* **Work to complete**: Copy every line below verbatim, preserving all spacing, brackets, and punctuation.

* **Given entries**:

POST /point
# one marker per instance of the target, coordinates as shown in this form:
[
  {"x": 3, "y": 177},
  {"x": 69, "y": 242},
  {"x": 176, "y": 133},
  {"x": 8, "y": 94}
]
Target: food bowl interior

* **Answer to this exercise**:
POST /point
# one marker per instance of the target, coordinates as shown in this form:
[
  {"x": 3, "y": 177},
  {"x": 69, "y": 242},
  {"x": 176, "y": 133},
  {"x": 8, "y": 94}
]
Target: food bowl interior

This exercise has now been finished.